Rewrite the part of the kernel mailing-list exchange below between "From: Vivek Goyal" and "it from there.", inclusive, with "patch" changed to "changeset".

• **Text extract**:
▬▬▬▬▬▬▬▬▬▬

From: Vivek Goyal on
On Sat, Oct 03, 2009 at 07:56:18AM +0200, Mike Galbraith wrote:
> On Sat, 2009-10-03 at 07:49 +0200, Mike Galbraith wrote:
> > On Fri, 2009-10-02 at 20:19 +0200, Jens Axboe wrote:
> >
> > > If you could do a cleaned up version of your overload patch based on
> > > this:
> > >
> > > http://git.kernel.dk/?p=linux-2.6-block.git;a=commit;h=1d2235152dc745c6d94bedb550fea84cffdbf768
> > >
> > > then lets take it from there.
>

> Note to self: build the darn thing after last minute changes.
>
> Block: Delay overloading of CFQ queues to improve read latency.
>
> Introduce a delay maximum dispatch timestamp, and stamp it when:
> 1. we encounter a known seeky or possibly new sync IO queue.

▬▬▬▬▬▬▬▬▬▬

• **Stored items from a collection**:
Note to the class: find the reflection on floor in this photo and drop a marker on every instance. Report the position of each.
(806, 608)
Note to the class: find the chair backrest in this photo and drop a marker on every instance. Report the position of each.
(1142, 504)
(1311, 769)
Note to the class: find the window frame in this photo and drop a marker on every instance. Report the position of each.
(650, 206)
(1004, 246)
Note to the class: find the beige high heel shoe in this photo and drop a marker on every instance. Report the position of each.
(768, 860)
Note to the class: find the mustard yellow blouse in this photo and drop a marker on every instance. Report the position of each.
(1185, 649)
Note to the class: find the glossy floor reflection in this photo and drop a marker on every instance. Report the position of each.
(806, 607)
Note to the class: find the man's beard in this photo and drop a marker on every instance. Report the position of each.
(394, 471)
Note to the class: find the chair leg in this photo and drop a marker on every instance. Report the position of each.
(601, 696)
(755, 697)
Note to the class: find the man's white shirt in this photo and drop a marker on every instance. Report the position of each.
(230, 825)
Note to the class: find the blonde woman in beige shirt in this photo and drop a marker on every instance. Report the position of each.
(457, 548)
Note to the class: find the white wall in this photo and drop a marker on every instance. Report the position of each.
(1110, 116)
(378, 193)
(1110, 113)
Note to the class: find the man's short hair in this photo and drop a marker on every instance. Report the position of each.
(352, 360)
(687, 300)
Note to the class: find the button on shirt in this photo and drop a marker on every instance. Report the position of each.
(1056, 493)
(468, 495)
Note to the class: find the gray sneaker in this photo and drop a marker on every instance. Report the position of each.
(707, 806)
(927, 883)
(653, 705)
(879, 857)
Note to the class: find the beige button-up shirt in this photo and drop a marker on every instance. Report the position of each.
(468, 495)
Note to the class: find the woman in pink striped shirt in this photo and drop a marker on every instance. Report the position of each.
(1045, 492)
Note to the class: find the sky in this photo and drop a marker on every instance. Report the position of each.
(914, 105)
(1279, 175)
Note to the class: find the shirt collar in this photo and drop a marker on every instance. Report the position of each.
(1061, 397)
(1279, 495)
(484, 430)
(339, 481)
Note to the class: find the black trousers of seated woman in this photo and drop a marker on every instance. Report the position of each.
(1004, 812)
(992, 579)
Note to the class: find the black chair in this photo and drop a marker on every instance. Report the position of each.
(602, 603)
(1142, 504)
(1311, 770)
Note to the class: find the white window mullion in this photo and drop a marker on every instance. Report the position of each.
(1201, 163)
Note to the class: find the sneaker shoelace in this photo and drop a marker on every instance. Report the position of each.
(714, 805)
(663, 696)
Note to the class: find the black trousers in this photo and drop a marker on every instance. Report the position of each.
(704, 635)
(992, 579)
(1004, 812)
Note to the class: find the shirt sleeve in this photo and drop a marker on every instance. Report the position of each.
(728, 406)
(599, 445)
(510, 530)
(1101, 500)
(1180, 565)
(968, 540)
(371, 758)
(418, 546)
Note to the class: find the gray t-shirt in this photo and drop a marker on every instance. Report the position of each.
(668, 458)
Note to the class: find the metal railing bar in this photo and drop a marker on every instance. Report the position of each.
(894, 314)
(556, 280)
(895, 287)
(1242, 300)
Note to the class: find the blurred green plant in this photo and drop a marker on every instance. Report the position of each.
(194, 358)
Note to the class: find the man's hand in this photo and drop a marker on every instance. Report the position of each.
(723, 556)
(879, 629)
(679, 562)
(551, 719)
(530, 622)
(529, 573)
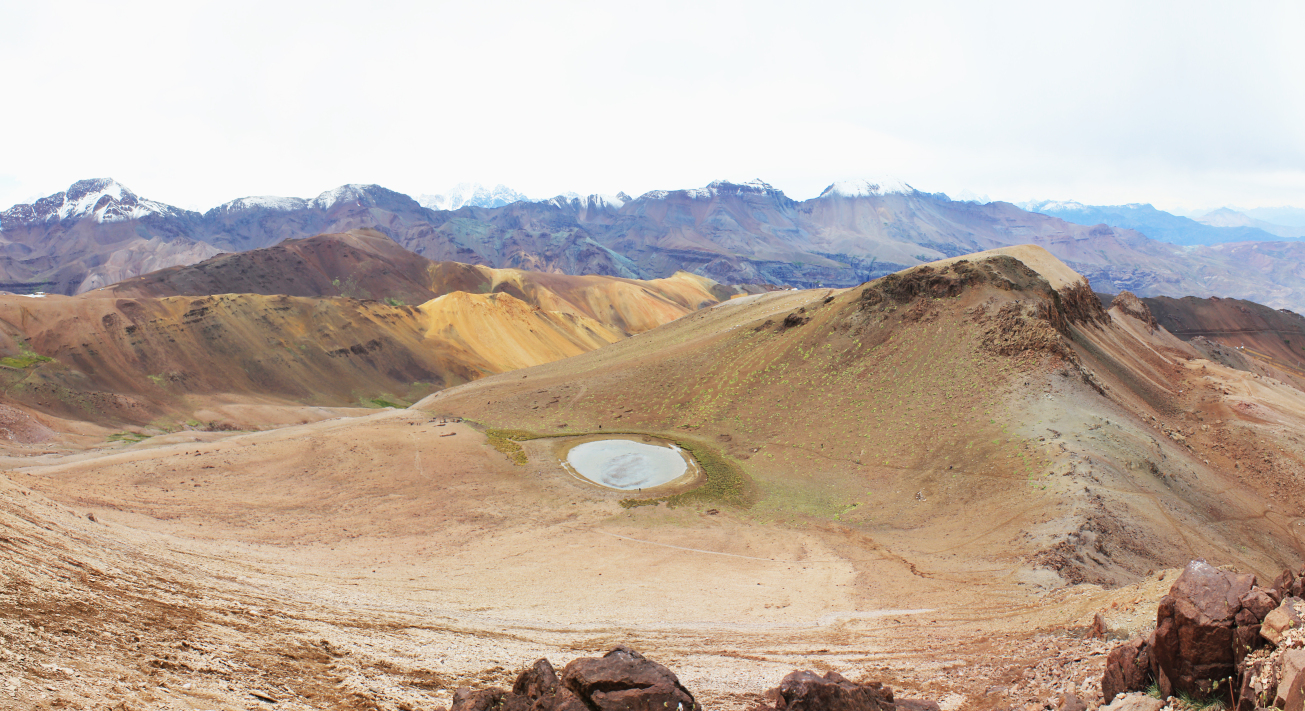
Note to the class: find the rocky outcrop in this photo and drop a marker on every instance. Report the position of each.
(624, 680)
(1129, 304)
(621, 680)
(1194, 629)
(1283, 619)
(1218, 635)
(809, 692)
(1128, 667)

▬▬▬▬▬▬▬▬▬▬

• **Exercise result**:
From: Vivek Goyal on
On Sat, Oct 03, 2009 at 07:56:18AM +0200, Mike Galbraith wrote:
> On Sat, 2009-10-03 at 07:49 +0200, Mike Galbraith wrote:
> > On Fri, 2009-10-02 at 20:19 +0200, Jens Axboe wrote:
> >
> > > If you could do a cleaned up version of your overload changeset based on
> > > this:
> > >
> > > http://git.kernel.dk/?p=linux-2.6-block.git;a=commit;h=1d2235152dc745c6d94bedb550fea84cffdbf768
> > >
> > > then lets take it from there.